### The request:
Return the rows word for word, starting at the first row and ending at the row that contains "<point>365,251</point>", with both ends included. Leave the pictures out of the answer.
---*---
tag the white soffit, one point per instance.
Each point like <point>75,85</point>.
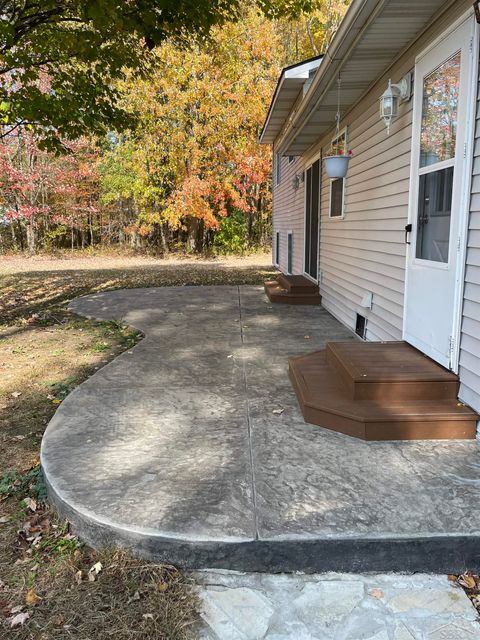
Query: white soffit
<point>289,86</point>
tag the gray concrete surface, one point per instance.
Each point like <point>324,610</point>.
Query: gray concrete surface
<point>334,607</point>
<point>191,448</point>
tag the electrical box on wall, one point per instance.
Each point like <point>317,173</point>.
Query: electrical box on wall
<point>367,300</point>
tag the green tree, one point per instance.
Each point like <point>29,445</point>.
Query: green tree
<point>59,58</point>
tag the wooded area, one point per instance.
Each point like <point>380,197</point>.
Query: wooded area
<point>168,159</point>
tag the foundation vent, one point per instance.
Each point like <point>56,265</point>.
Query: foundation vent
<point>361,326</point>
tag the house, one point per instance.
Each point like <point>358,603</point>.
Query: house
<point>394,246</point>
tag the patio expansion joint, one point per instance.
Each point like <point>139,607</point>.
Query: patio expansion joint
<point>249,422</point>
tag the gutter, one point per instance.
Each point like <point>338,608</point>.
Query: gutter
<point>358,18</point>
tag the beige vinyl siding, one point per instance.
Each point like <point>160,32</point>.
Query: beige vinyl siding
<point>470,336</point>
<point>288,214</point>
<point>365,251</point>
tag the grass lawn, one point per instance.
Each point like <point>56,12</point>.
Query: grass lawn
<point>52,586</point>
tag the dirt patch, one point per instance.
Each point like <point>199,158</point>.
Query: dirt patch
<point>38,289</point>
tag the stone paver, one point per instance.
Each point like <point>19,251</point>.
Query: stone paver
<point>334,607</point>
<point>191,448</point>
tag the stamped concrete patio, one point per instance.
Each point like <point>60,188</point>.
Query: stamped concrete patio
<point>191,448</point>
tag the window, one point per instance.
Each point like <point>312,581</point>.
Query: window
<point>337,185</point>
<point>290,252</point>
<point>277,248</point>
<point>278,168</point>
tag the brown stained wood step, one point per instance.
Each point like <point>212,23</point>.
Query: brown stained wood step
<point>390,371</point>
<point>326,401</point>
<point>277,293</point>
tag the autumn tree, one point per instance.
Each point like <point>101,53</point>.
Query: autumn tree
<point>60,59</point>
<point>194,155</point>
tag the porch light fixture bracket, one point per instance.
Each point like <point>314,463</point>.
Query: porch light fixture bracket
<point>391,98</point>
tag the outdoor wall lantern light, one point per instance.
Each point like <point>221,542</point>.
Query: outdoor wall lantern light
<point>391,98</point>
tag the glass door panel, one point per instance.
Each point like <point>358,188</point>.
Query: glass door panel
<point>438,134</point>
<point>434,212</point>
<point>438,137</point>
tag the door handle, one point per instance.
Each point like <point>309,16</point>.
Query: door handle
<point>408,229</point>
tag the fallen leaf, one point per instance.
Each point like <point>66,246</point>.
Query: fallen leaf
<point>31,598</point>
<point>467,581</point>
<point>31,504</point>
<point>17,609</point>
<point>94,571</point>
<point>18,620</point>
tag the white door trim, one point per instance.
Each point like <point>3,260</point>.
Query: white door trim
<point>464,206</point>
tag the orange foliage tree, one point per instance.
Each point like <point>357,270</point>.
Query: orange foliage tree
<point>194,160</point>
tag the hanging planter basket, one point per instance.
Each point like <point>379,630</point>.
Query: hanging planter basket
<point>336,166</point>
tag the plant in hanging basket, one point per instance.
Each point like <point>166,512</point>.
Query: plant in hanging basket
<point>336,162</point>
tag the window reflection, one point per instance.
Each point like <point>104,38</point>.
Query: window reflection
<point>439,112</point>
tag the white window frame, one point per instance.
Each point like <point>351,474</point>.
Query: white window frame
<point>289,235</point>
<point>341,133</point>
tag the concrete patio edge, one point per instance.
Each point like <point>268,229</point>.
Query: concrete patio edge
<point>311,550</point>
<point>439,554</point>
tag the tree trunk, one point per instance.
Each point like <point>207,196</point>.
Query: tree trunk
<point>193,226</point>
<point>31,243</point>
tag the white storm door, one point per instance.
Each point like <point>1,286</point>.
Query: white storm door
<point>439,190</point>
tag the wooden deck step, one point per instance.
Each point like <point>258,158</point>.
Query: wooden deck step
<point>292,290</point>
<point>331,393</point>
<point>390,371</point>
<point>297,284</point>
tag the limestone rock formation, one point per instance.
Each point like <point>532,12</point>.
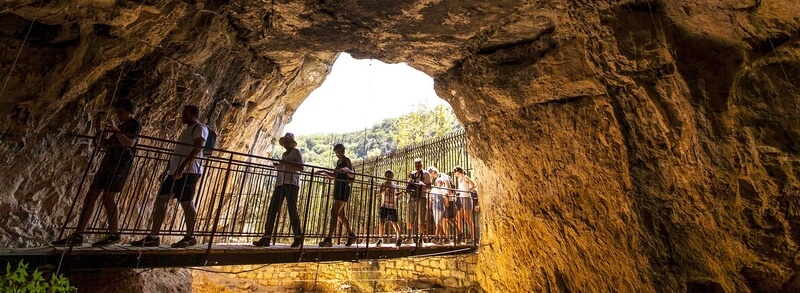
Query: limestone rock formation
<point>629,145</point>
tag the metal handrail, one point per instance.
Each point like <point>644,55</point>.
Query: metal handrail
<point>233,197</point>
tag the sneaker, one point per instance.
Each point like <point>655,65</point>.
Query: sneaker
<point>350,239</point>
<point>71,240</point>
<point>297,242</point>
<point>148,241</point>
<point>185,242</point>
<point>108,240</point>
<point>327,242</point>
<point>263,242</point>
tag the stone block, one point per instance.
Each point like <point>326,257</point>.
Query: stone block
<point>451,283</point>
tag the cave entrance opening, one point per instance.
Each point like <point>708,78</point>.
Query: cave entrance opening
<point>373,108</point>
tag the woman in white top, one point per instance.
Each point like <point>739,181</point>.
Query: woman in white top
<point>465,187</point>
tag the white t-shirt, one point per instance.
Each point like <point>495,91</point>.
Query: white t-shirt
<point>288,174</point>
<point>182,151</point>
<point>463,188</point>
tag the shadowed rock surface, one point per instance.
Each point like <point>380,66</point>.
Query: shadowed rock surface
<point>631,146</point>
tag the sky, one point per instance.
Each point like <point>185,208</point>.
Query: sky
<point>374,92</point>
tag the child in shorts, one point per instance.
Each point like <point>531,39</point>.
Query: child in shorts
<point>388,212</point>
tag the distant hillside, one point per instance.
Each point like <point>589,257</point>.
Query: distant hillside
<point>381,138</point>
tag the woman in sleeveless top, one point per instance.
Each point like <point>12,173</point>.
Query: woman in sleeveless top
<point>342,187</point>
<point>465,187</point>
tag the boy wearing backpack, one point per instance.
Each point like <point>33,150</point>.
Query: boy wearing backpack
<point>388,211</point>
<point>180,179</point>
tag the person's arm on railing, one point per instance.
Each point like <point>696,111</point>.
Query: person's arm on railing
<point>121,135</point>
<point>198,142</point>
<point>293,161</point>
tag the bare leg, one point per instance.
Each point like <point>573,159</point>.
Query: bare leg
<point>468,220</point>
<point>190,214</point>
<point>159,209</point>
<point>112,213</point>
<point>396,229</point>
<point>380,228</point>
<point>88,209</point>
<point>334,217</point>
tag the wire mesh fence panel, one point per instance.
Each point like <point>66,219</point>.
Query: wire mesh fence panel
<point>234,194</point>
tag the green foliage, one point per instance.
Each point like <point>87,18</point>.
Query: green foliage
<point>382,138</point>
<point>18,281</point>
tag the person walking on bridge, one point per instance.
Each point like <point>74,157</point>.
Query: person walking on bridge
<point>120,144</point>
<point>288,187</point>
<point>419,184</point>
<point>466,188</point>
<point>342,187</point>
<point>180,179</point>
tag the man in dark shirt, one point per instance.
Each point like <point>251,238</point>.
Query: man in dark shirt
<point>119,142</point>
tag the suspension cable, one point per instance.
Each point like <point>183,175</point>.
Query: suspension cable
<point>19,52</point>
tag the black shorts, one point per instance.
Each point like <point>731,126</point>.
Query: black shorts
<point>450,211</point>
<point>390,214</point>
<point>341,191</point>
<point>181,189</point>
<point>112,173</point>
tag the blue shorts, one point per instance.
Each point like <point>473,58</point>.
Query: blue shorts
<point>390,214</point>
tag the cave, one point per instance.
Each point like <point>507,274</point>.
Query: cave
<point>621,145</point>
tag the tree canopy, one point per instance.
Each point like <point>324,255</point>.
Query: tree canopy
<point>381,138</point>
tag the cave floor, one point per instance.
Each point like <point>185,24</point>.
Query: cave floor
<point>126,256</point>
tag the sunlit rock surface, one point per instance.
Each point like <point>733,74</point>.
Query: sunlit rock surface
<point>634,146</point>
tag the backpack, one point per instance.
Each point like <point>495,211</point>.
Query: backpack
<point>211,141</point>
<point>413,189</point>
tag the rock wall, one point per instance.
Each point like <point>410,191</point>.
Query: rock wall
<point>162,56</point>
<point>621,145</point>
<point>432,274</point>
<point>171,280</point>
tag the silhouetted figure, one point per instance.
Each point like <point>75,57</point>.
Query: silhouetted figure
<point>419,183</point>
<point>388,210</point>
<point>180,179</point>
<point>287,187</point>
<point>342,187</point>
<point>465,213</point>
<point>120,146</point>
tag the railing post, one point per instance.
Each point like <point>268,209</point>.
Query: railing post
<point>371,208</point>
<point>309,188</point>
<point>80,190</point>
<point>219,206</point>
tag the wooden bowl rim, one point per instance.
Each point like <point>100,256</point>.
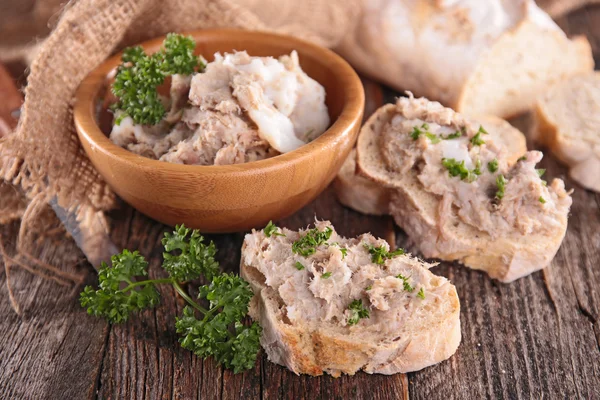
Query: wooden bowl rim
<point>85,109</point>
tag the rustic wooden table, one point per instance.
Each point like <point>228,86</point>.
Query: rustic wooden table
<point>538,337</point>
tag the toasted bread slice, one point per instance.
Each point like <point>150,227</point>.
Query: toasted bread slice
<point>566,121</point>
<point>359,193</point>
<point>312,309</point>
<point>477,57</point>
<point>454,219</point>
<point>368,197</point>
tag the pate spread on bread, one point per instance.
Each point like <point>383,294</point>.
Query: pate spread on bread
<point>477,57</point>
<point>456,194</point>
<point>336,305</point>
<point>567,121</point>
<point>368,197</point>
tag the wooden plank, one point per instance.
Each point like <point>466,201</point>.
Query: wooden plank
<point>10,104</point>
<point>53,350</point>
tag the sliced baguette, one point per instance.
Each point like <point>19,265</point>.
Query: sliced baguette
<point>567,121</point>
<point>368,197</point>
<point>505,257</point>
<point>359,193</point>
<point>304,313</point>
<point>478,57</point>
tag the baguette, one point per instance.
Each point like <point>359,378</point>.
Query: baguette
<point>566,121</point>
<point>304,305</point>
<point>488,57</point>
<point>368,197</point>
<point>507,230</point>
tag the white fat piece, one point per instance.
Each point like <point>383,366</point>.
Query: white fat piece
<point>275,94</point>
<point>456,149</point>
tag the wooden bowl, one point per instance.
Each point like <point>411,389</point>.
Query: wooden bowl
<point>232,197</point>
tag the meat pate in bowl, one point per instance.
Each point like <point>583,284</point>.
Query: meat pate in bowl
<point>280,168</point>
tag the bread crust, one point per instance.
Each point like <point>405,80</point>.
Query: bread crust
<point>358,192</point>
<point>506,258</point>
<point>305,350</point>
<point>533,51</point>
<point>582,157</point>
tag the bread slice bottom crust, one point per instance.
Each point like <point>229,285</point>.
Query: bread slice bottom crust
<point>504,258</point>
<point>315,349</point>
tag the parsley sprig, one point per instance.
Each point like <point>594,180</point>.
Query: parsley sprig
<point>217,332</point>
<point>458,168</point>
<point>307,244</point>
<point>379,254</point>
<point>357,311</point>
<point>272,229</point>
<point>140,74</point>
<point>501,185</point>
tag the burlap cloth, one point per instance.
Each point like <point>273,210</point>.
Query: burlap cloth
<point>43,157</point>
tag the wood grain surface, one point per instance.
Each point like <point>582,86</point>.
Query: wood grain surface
<point>538,337</point>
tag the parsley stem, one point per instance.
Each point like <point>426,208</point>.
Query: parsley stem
<point>146,282</point>
<point>187,298</point>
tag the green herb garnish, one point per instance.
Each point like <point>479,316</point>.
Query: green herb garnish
<point>407,286</point>
<point>477,170</point>
<point>457,168</point>
<point>307,245</point>
<point>477,140</point>
<point>218,332</point>
<point>416,133</point>
<point>454,135</point>
<point>501,184</point>
<point>380,254</point>
<point>357,312</point>
<point>434,139</point>
<point>272,229</point>
<point>140,74</point>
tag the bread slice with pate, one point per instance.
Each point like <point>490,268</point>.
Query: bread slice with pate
<point>333,305</point>
<point>368,197</point>
<point>457,195</point>
<point>567,122</point>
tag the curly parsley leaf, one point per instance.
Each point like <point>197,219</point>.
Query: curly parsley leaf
<point>454,135</point>
<point>307,244</point>
<point>272,229</point>
<point>379,254</point>
<point>406,285</point>
<point>219,332</point>
<point>177,56</point>
<point>477,140</point>
<point>501,184</point>
<point>186,257</point>
<point>111,301</point>
<point>140,74</point>
<point>458,168</point>
<point>357,311</point>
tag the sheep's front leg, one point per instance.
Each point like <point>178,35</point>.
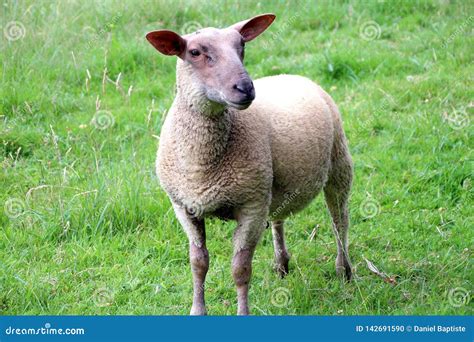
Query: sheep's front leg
<point>198,256</point>
<point>251,224</point>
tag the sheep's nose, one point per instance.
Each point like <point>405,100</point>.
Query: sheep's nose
<point>245,86</point>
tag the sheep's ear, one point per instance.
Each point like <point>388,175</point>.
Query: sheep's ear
<point>252,28</point>
<point>167,42</point>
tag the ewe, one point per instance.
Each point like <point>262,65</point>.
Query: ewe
<point>248,151</point>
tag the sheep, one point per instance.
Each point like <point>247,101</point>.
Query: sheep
<point>248,151</point>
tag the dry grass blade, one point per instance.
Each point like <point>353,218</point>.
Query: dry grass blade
<point>375,270</point>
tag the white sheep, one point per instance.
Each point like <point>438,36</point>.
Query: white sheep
<point>247,151</point>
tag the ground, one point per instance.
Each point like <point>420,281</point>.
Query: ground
<point>85,228</point>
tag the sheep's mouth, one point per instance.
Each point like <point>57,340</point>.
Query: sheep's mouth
<point>240,105</point>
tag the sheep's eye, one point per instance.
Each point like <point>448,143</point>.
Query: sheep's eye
<point>194,52</point>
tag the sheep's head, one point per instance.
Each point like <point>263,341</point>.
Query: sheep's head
<point>213,58</point>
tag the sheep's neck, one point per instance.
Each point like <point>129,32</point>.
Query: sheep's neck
<point>202,139</point>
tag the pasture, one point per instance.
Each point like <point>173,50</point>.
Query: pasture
<point>85,228</point>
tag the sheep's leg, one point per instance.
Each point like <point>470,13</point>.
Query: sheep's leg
<point>198,256</point>
<point>336,193</point>
<point>251,224</point>
<point>282,257</point>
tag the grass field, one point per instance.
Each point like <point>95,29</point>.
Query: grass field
<point>85,228</point>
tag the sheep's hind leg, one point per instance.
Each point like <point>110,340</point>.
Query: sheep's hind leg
<point>198,256</point>
<point>282,257</point>
<point>336,194</point>
<point>251,224</point>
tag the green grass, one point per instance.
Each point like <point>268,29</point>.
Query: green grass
<point>95,233</point>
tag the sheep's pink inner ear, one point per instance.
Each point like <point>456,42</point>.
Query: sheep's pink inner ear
<point>167,42</point>
<point>252,28</point>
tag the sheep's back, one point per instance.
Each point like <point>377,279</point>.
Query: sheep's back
<point>302,133</point>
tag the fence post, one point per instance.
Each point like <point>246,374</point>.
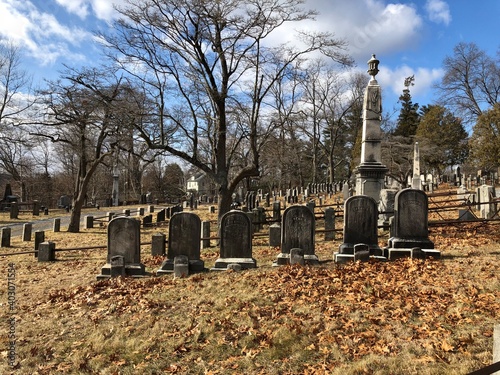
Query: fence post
<point>57,225</point>
<point>36,208</point>
<point>158,244</point>
<point>14,210</point>
<point>496,346</point>
<point>205,234</point>
<point>89,222</point>
<point>39,238</point>
<point>46,252</point>
<point>5,233</point>
<point>27,228</point>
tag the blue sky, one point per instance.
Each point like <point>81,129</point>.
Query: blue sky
<point>408,37</point>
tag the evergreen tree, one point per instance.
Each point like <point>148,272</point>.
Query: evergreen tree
<point>485,140</point>
<point>409,118</point>
<point>442,138</point>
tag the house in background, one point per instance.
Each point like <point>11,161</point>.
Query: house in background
<point>200,184</point>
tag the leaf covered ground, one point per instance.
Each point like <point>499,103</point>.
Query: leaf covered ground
<point>401,317</point>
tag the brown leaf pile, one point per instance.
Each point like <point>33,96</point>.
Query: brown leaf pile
<point>346,313</point>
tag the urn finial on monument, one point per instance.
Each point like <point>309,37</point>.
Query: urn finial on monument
<point>370,174</point>
<point>373,67</point>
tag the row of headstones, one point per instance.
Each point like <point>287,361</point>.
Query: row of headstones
<point>253,199</point>
<point>6,234</point>
<point>147,220</point>
<point>14,209</point>
<point>409,233</point>
<point>484,198</point>
<point>297,239</point>
<point>409,238</point>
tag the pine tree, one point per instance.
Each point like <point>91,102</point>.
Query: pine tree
<point>409,118</point>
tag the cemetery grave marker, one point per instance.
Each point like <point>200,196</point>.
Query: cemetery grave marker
<point>409,229</point>
<point>297,231</point>
<point>235,241</point>
<point>184,238</point>
<point>123,241</point>
<point>360,227</point>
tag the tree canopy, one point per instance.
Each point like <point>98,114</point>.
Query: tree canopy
<point>442,138</point>
<point>485,140</point>
<point>207,67</point>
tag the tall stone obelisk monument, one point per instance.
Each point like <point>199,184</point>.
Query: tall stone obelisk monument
<point>371,172</point>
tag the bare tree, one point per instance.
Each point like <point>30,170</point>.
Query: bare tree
<point>471,82</point>
<point>15,101</point>
<point>79,116</point>
<point>333,100</point>
<point>209,68</point>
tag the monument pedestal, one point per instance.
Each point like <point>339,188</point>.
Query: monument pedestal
<point>370,178</point>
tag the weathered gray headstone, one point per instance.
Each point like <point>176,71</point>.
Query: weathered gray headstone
<point>46,252</point>
<point>181,266</point>
<point>124,235</point>
<point>386,205</point>
<point>158,244</point>
<point>235,241</point>
<point>147,221</point>
<point>275,235</point>
<point>329,224</point>
<point>409,227</point>
<point>487,207</point>
<point>360,227</point>
<point>27,229</point>
<point>14,210</point>
<point>297,257</point>
<point>117,266</point>
<point>360,224</point>
<point>89,222</point>
<point>39,238</point>
<point>297,231</point>
<point>5,233</point>
<point>205,234</point>
<point>184,238</point>
<point>57,225</point>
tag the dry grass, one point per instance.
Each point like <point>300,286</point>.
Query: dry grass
<point>403,317</point>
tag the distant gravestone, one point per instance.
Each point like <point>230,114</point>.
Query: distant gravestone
<point>409,228</point>
<point>329,224</point>
<point>5,234</point>
<point>124,241</point>
<point>27,229</point>
<point>386,205</point>
<point>160,216</point>
<point>184,238</point>
<point>158,244</point>
<point>360,227</point>
<point>297,231</point>
<point>147,221</point>
<point>14,210</point>
<point>39,238</point>
<point>235,241</point>
<point>275,235</point>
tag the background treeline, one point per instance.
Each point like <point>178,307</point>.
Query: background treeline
<point>194,87</point>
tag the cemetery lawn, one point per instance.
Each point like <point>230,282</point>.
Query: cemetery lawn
<point>401,317</point>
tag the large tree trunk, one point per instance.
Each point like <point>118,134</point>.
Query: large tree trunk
<point>76,214</point>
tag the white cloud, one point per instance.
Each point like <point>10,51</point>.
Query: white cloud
<point>393,79</point>
<point>438,11</point>
<point>78,7</point>
<point>369,26</point>
<point>102,9</point>
<point>38,31</point>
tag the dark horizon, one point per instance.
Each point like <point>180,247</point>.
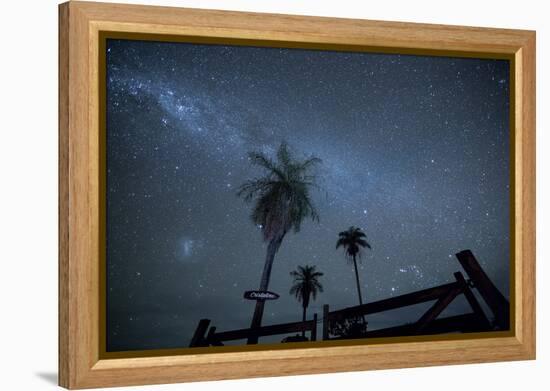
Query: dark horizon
<point>414,150</point>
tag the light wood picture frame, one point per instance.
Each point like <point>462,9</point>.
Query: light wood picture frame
<point>83,28</point>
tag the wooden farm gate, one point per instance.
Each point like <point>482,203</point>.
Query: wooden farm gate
<point>443,295</point>
<point>428,323</point>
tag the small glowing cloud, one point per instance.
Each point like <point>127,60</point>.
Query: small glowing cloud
<point>187,247</point>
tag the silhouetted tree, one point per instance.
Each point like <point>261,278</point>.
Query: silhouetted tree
<point>306,285</point>
<point>281,203</point>
<point>353,240</point>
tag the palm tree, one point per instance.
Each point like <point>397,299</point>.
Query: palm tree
<point>306,284</point>
<point>353,240</point>
<point>281,203</point>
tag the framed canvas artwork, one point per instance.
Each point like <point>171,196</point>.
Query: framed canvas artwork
<point>281,190</point>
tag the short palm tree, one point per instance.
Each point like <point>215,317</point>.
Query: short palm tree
<point>305,285</point>
<point>282,202</point>
<point>353,240</point>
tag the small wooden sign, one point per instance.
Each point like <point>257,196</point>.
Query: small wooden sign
<point>260,295</point>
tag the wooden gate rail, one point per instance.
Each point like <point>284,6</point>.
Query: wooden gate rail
<point>217,338</point>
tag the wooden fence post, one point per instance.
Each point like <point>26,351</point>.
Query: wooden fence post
<point>198,336</point>
<point>492,296</point>
<point>325,322</point>
<point>314,329</point>
<point>481,317</point>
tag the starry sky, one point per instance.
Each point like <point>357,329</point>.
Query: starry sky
<point>414,150</point>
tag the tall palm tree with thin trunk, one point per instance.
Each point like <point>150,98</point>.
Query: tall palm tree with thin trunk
<point>306,285</point>
<point>353,240</point>
<point>282,201</point>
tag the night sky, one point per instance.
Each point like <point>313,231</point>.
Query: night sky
<point>414,149</point>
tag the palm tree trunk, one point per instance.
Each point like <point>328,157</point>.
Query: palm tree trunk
<point>357,281</point>
<point>304,320</point>
<point>264,283</point>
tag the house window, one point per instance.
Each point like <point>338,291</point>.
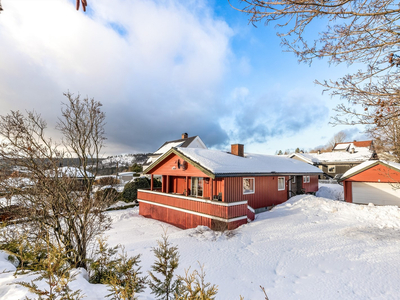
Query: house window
<point>197,186</point>
<point>248,185</point>
<point>281,183</point>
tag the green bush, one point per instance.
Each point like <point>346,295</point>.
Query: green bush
<point>108,194</point>
<point>130,190</point>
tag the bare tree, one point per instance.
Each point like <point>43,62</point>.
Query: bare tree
<point>364,32</point>
<point>57,200</point>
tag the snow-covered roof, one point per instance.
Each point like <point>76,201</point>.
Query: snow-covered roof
<point>343,146</point>
<point>164,148</point>
<point>360,155</point>
<point>186,142</point>
<point>222,163</point>
<point>366,165</point>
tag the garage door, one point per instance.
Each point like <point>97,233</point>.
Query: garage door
<point>376,193</point>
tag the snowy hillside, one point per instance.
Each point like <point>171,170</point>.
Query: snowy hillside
<point>125,159</point>
<point>307,248</point>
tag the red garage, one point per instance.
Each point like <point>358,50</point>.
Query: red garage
<point>374,182</point>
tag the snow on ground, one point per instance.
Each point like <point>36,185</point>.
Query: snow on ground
<point>330,191</point>
<point>307,248</point>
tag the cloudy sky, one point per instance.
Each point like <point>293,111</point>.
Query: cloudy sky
<point>164,67</point>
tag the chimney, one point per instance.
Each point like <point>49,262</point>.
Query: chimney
<point>237,149</point>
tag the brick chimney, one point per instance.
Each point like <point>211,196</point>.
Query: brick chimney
<point>237,149</point>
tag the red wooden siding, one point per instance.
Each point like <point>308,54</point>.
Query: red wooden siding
<point>311,186</point>
<point>378,173</point>
<point>211,208</point>
<point>266,191</point>
<point>348,192</point>
<point>169,166</point>
<point>182,219</point>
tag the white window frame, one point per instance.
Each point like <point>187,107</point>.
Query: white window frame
<point>331,167</point>
<point>254,186</point>
<point>284,185</point>
<point>195,189</point>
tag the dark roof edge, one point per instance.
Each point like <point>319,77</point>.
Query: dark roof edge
<point>266,174</point>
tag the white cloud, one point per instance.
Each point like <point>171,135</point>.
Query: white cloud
<point>158,73</point>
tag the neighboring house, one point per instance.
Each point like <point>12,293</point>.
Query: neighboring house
<point>343,157</point>
<point>221,189</point>
<point>184,142</point>
<point>374,181</point>
<point>125,177</point>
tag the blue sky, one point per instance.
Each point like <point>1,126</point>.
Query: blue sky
<point>162,68</point>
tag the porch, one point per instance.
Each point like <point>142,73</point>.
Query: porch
<point>189,212</point>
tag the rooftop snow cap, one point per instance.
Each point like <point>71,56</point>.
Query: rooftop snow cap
<point>237,149</point>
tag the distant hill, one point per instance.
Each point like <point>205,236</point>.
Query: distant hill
<point>125,160</point>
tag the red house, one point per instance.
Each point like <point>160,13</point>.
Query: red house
<point>221,189</point>
<point>373,181</point>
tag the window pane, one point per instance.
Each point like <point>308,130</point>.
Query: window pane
---*---
### Correct result:
tag the white soffit, one point per instance.
Each point like <point>75,85</point>.
Query: white soffit
<point>289,86</point>
tag the gray concrete surface, one point per instance.
Each point like <point>324,610</point>.
Query: gray concrete surface
<point>334,607</point>
<point>191,448</point>
tag the electrical box on wall, one point per instance.
Each point like <point>317,173</point>.
Query: electrical box on wall
<point>367,300</point>
tag the green tree, one point per instance.
Each point like <point>29,445</point>.
Query: green tree
<point>59,58</point>
tag the wooded area, one point per instance.
Each point like <point>380,197</point>.
Query: wooded area
<point>168,159</point>
tag the foundation vent, one point per instance.
Each point like <point>56,265</point>.
Query: foundation vent
<point>361,326</point>
tag the house, one point per instance.
Each point like <point>358,603</point>.
Query: house
<point>394,246</point>
tag the patio expansion joint, one point per instance.
Each point like <point>139,607</point>.
Query: patio expansion joint
<point>249,422</point>
tag the gutter, one point per instance.
Each point like <point>338,608</point>.
Query: gutter
<point>358,18</point>
tag the beige vinyl siding, one point per instance.
Each point like <point>160,32</point>.
Query: beige vinyl siding
<point>470,336</point>
<point>288,214</point>
<point>365,251</point>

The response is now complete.